-- start Text to read --
Premier League
- Season: 2026–27
- Dates: 21 August 2026 – 30 May 2027
- Matches: 50
- Goals: 141 (2.82 per match)
- Top goalscorer: Erling Haaland (5 goals)
- Biggest home win: Brighton & Hove Albion 4–0 Aston Villa (23 August 2026)
- Biggest away win: Coventry City 0–5 Brighton & Hove Albion (13 September 2026)
- Highest scoring: Manchester City 5–3 Sunderland (20 September 2026)
- Longest winning run: Manchester City (5 games)
- Longest unbeaten run: Brentford Everton Leeds United Liverpool Manchester City (5 games)
- Longest winless run: Bournemouth Fulham Tottenham Hotspur (5 games)
- Longest losing run: Coventry City (4 games)
- Highest attendance: 74,161 Manchester United 0–1 Manchester City (13 September 2026)
-- end Text to read --
-- start Source excerpt --
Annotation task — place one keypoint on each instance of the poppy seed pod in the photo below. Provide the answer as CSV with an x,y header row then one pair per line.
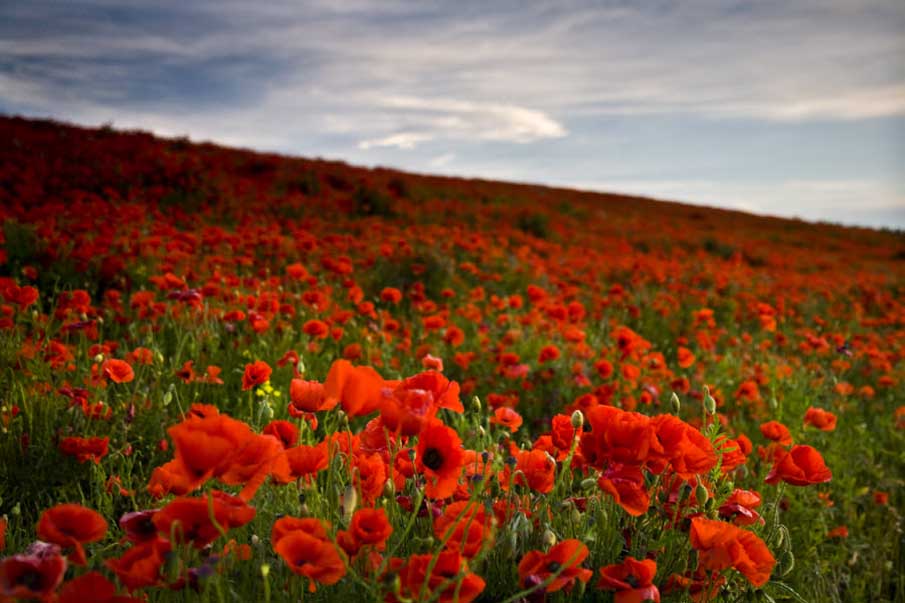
-- end Source excerpt --
What to do:
A) In the Premier League summary, rewrite the lines from "- Top goalscorer: Erling" to "City (4 games)", changing "Coventry City" to "Norwich City".
B) Answer these from the Premier League summary:
(i) Who is listed as the top goalscorer, and with how many goals?
(ii) What is the highest attendance figure given?
(iii) What dates does the season run?
The data has no connection to the Premier League summary.

Solutions by task:
A)
- Top goalscorer: Erling Haaland (5 goals)
- Biggest home win: Brighton & Hove Albion 4–0 Aston Villa (23 August 2026)
- Biggest away win: Norwich City 0–5 Brighton & Hove Albion (13 September 2026)
- Highest scoring: Manchester City 5–3 Sunderland (20 September 2026)
- Longest winning run: Manchester City (5 games)
- Longest unbeaten run: Brentford Everton Leeds United Liverpool Manchester City (5 games)
- Longest winless run: Bournemouth Fulham Tottenham Hotspur (5 games)
- Longest losing run: Norwich City (4 games)

B)
(i) Erling Haaland, with 5 goals.
(ii) 74,161.
(iii) 21 August 2026 – 30 May 2027.